SET PROBLEM —
Rewrite the listing below with every "place a dot" changed to "put a point" and nothing else altered. Leave the pictures out of your answer.

DATA SUPPLIED —
---
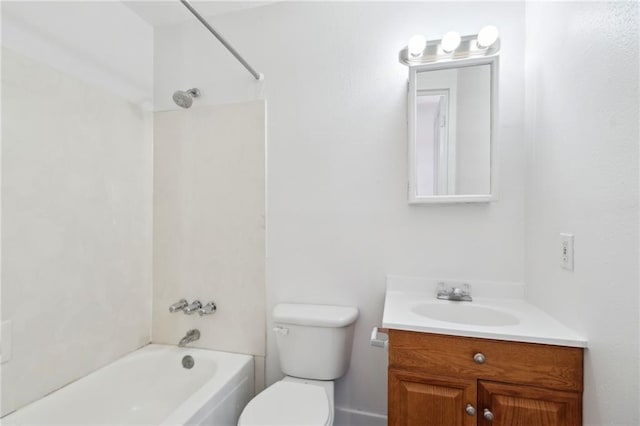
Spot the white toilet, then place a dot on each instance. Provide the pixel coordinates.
(314, 343)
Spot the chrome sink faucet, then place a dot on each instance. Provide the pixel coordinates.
(460, 292)
(191, 336)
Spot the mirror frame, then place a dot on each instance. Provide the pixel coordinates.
(493, 62)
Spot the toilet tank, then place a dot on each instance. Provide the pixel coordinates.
(314, 341)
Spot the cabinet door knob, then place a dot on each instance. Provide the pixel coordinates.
(470, 410)
(488, 415)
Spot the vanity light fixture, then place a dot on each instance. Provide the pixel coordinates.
(451, 47)
(450, 42)
(416, 45)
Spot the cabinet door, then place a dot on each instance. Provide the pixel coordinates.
(513, 405)
(416, 399)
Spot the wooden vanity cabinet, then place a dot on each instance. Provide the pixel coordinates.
(441, 380)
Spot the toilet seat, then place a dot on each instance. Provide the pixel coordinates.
(288, 403)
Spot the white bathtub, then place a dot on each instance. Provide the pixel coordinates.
(150, 387)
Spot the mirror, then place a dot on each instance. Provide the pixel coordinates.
(452, 116)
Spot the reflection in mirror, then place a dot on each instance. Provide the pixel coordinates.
(451, 121)
(453, 131)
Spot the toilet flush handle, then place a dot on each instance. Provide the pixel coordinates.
(281, 330)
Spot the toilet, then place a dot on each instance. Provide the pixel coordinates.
(314, 344)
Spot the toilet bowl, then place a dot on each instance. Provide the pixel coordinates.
(291, 402)
(314, 344)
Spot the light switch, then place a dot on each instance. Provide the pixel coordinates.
(5, 342)
(566, 251)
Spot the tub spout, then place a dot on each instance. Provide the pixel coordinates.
(191, 336)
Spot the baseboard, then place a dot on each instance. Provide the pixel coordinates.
(351, 417)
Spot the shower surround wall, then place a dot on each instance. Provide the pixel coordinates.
(337, 158)
(76, 192)
(209, 225)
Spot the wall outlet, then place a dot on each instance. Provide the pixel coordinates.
(566, 251)
(5, 342)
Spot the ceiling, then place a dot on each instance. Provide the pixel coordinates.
(167, 12)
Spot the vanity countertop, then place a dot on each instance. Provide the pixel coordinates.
(411, 305)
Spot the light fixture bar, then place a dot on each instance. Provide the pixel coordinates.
(434, 52)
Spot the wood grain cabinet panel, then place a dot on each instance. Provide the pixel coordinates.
(421, 400)
(434, 380)
(513, 405)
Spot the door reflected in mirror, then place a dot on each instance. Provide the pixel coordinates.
(451, 141)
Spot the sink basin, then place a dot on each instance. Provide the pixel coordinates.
(465, 313)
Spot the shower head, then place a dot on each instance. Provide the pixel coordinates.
(185, 99)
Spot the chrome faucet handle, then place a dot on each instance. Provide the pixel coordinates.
(178, 306)
(208, 309)
(192, 308)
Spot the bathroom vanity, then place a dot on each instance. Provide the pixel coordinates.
(515, 365)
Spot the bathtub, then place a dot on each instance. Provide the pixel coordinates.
(150, 387)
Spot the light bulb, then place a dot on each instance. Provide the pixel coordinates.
(417, 43)
(487, 36)
(450, 41)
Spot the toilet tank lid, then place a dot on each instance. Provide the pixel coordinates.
(315, 315)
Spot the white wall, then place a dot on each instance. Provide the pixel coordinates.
(338, 218)
(582, 123)
(209, 225)
(76, 191)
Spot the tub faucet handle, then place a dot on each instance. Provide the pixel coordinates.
(178, 306)
(192, 308)
(208, 309)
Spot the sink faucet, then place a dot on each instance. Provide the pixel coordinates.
(191, 336)
(460, 292)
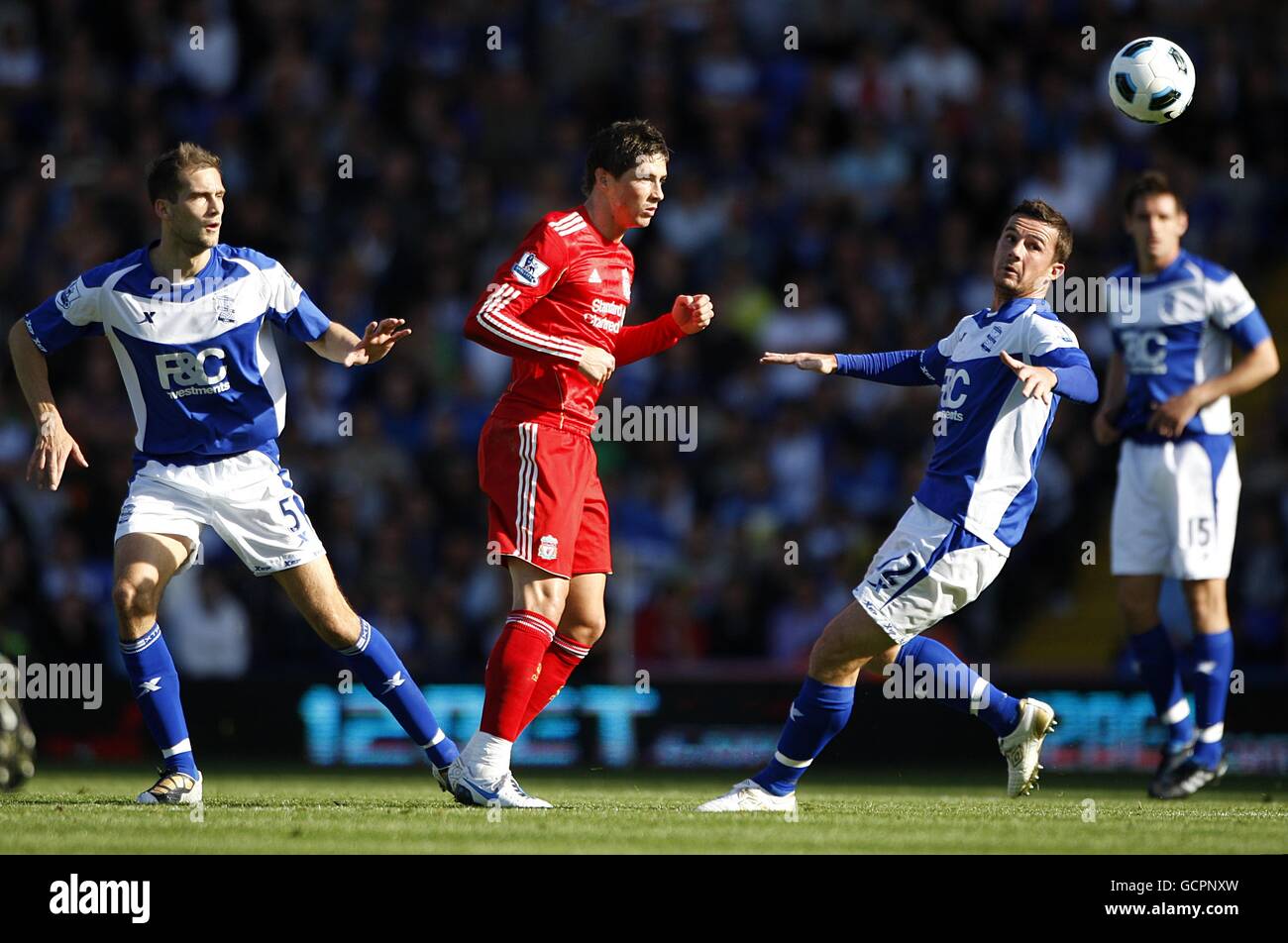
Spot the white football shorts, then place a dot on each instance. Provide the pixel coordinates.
(1175, 509)
(246, 497)
(925, 571)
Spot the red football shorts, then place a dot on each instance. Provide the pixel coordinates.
(546, 506)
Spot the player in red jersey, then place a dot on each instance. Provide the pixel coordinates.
(557, 307)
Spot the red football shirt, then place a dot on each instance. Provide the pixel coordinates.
(565, 287)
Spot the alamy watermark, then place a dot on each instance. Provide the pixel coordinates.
(38, 681)
(1096, 295)
(630, 423)
(928, 681)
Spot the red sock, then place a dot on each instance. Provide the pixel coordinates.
(513, 670)
(561, 659)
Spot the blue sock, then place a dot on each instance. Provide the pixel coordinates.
(156, 688)
(818, 714)
(381, 670)
(1214, 659)
(962, 688)
(1157, 660)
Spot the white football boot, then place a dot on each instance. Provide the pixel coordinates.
(172, 788)
(507, 795)
(750, 796)
(1022, 746)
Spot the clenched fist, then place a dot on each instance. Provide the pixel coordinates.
(596, 365)
(692, 312)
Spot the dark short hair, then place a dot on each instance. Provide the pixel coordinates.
(163, 171)
(1150, 183)
(618, 147)
(1044, 213)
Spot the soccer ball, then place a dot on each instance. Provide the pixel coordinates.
(1151, 80)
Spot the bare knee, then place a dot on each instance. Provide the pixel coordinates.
(879, 661)
(1138, 608)
(136, 602)
(584, 629)
(1206, 599)
(335, 624)
(542, 595)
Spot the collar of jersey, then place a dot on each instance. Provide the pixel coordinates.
(196, 279)
(1014, 308)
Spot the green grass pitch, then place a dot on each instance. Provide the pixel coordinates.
(300, 810)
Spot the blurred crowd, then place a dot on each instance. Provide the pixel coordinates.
(390, 155)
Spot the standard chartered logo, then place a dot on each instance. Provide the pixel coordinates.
(185, 373)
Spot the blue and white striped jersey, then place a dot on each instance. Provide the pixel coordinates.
(197, 359)
(1177, 334)
(988, 436)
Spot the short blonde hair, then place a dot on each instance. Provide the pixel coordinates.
(163, 171)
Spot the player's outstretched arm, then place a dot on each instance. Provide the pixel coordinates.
(1070, 375)
(1104, 428)
(342, 346)
(819, 364)
(690, 314)
(896, 367)
(1252, 369)
(54, 445)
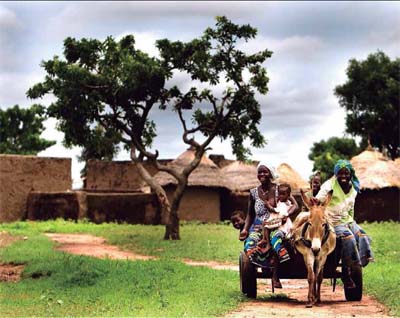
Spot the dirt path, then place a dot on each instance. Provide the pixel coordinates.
(333, 304)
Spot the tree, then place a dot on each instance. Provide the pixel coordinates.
(325, 154)
(20, 130)
(371, 99)
(114, 85)
(101, 145)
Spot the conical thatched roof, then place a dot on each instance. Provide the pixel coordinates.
(286, 174)
(375, 171)
(240, 176)
(206, 174)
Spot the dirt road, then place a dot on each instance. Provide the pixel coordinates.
(289, 301)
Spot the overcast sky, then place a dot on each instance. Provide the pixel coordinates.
---
THE RESPONSE —
Spot the white toilet, then put a point on each instance. Provide the pixel coordinates.
(314, 343)
Spot the chrome sink faucet, then put a point on each instance. Provide the pixel coordinates.
(460, 292)
(191, 336)
Spot the mirror frame, then put a point on each instance. Provide the pixel coordinates.
(493, 62)
Spot the toilet tank, then put a point on each instance. Provide the pixel coordinates.
(314, 341)
Spot the cabinet door knob, then put a point on each instance. Provide the pixel coordinates.
(470, 410)
(488, 415)
Spot the vanity light fixture, then put a point on each instance. Provide the pixel coordinates.
(451, 47)
(450, 42)
(416, 45)
Spot the cabinet door, then put a point on each instance. Provide the pixel coordinates.
(513, 405)
(416, 399)
Spot the wooden vanity cabinet, then put a point on each instance. Provide the pixel coordinates.
(441, 380)
Spot the toilet seat, then put a point on each instance. Provide the pixel coordinates.
(288, 403)
Spot the white bathtub, then put a point on each instance. Provide the pixel coordinates.
(150, 387)
Spot the mirror, then put a point on each instance. Provide the pixel coordinates.
(452, 116)
Spot the reflection in mirror, then put a point on each instance. Provide the pixel coordinates.
(451, 121)
(453, 131)
Spot the toilet flush handle, then put a point on each instance. Provide the pixel coordinates.
(281, 330)
Spot the toilet, then put a point on each instance. Provide the pixel coordinates.
(314, 344)
Spot the toilet bowl, then put a point on each instance. Provide the pixel coordinates.
(291, 402)
(314, 344)
Spot the light switch, then put a point on each instance. Provide the pixel coordinates.
(5, 342)
(566, 251)
Spot the tub spout, then put a point on each instance. Provide the pixel coordinates.
(191, 336)
Spot the baseboard, then put a point on each instance. Provide the pixel coordinates.
(351, 417)
Spot the shower surround wall, then put a point on each instance. Provide the pixel coordinates.
(337, 158)
(76, 192)
(209, 225)
Spot the wall outlet, then put a point on each instance. Provide the pixel coordinates.
(566, 251)
(5, 342)
Spot the ceiling, then put a point on each instance. Provide the pixel coordinates.
(167, 12)
Spot the vanity countertop, then put a point on each instance. Provide the pixel coordinates.
(411, 305)
Spot the light fixture bar, then put a point on each instance. Provide the pixel coordinates.
(434, 52)
Spot the wood grain cabinet panel, then put a point on each instance. Provide the pixel coordinates.
(421, 400)
(434, 380)
(513, 405)
Spot the door reflected in mirror, then put a point on each instance. Provide the pixel coordinates.
(451, 141)
Spot the sink basin, then put a point on each instance. Provide the pixel coordinates.
(465, 313)
Spot the shower head, then put a point on each instance. Provide the pixel coordinates.
(185, 99)
Spot the chrome faucet handle, then put a point on each instance. Provide the pixel coordinates.
(178, 306)
(208, 309)
(192, 308)
Spot the bathroom vanity, then put a point on each instance. Provide the pixel coordinates.
(515, 365)
Spot the bathtub, then put a point on each instance. Provide the pixel coordinates.
(150, 387)
Spot the light bulb, then put a point on each instance. Provide the pixel coordinates.
(417, 43)
(487, 36)
(450, 41)
Spot the toilet tank lid, then put a point on each instance. Provide the pixel coordinates.
(315, 315)
Spot the white wall, then put a point on each instance. Provide the pixel coordinates.
(338, 218)
(582, 123)
(209, 225)
(76, 191)
Spot the tub faucet handle, then put a point on each instance. Provide the pixel coordinates.
(178, 306)
(192, 308)
(208, 309)
Spot the sink faucet, then put a point on each instance. Provide the pixel coordinates.
(191, 336)
(460, 292)
Spot the white football shorts, then put a point on each instance. Provide the pixel coordinates.
(1175, 509)
(246, 497)
(925, 571)
Spot the red football shorts, then put a point on each instance. Provide the pixel coordinates.
(546, 506)
Spot the player in red jersey, then put a point on each instance. Provide the pixel coordinates.
(557, 307)
Spot the red football shirt, then put a point on each instance. Provide the pixel coordinates.
(565, 287)
Spot the alamy watermark, then put a point on each instance. Provide the pixel coordinates.
(38, 681)
(1096, 295)
(630, 423)
(928, 681)
Spot the red sock, then put a point on each instance. Provide the pixel coordinates.
(513, 670)
(561, 659)
Spot the blue sock, then put a point on each instance. Provide the pixel coordinates.
(156, 688)
(818, 714)
(381, 670)
(1214, 659)
(962, 688)
(1157, 660)
Spot the white football boot, then put a point on each instance. Provide the pixel coordinates.
(172, 788)
(507, 795)
(750, 796)
(1022, 746)
Spot the clenched fist, then put a point on each instance. Provide the pixel coordinates.
(596, 365)
(692, 312)
Spot the dark short hair, then put a point on each instance. Provide the pixel coordinates.
(163, 171)
(1150, 183)
(618, 147)
(1044, 213)
Spot the soccer ball, then put a point on each instance. Provide the pixel coordinates.
(1151, 80)
Spot the bare knee, then put a point on each instance. Provide the pixel coordinates.
(879, 661)
(1138, 608)
(136, 602)
(584, 629)
(1206, 599)
(335, 624)
(542, 595)
Spot the collar of jersey, then put a point on each instance. Provide the pixel coordinates.
(196, 279)
(1014, 308)
Spot the green grass pitch, then put a point on each instance. Provide the pixel coordinates.
(300, 810)
Spot the blurred crowd, then put a point on each instance. Provide the pixel coordinates.
(390, 155)
Spot the standard chartered logo, then put a point on each instance. Provide the pixel coordinates.
(185, 373)
Spot the blue and white striped jersey, then put a point on each instance. Provide the pixel coordinates.
(197, 359)
(1177, 334)
(988, 436)
Spot the short blonde hair, then put a point on each instance. Provide the pixel coordinates.
(163, 171)
Spot the player's outstretched arm, then put a point on each instance. Provide the pixel coordinates.
(1070, 375)
(1104, 428)
(342, 346)
(819, 364)
(690, 314)
(896, 367)
(1252, 369)
(54, 445)
Spot the dirt path, then put a point on each instance. Provide the pixel coordinates.
(333, 304)
Spot the tree, then put a point on each instance. Provide the pixel coordinates.
(325, 154)
(20, 130)
(371, 99)
(114, 85)
(101, 145)
Spot the conical thatched roof, then put a point on each instance. Provide the pixel coordinates.
(286, 174)
(375, 171)
(240, 176)
(206, 174)
Spot the dirt road, then put a point on each instance. Provide the pixel coordinates.
(289, 301)
Spot the overcast sky, then put a point on each instance. Provide the pixel coordinates.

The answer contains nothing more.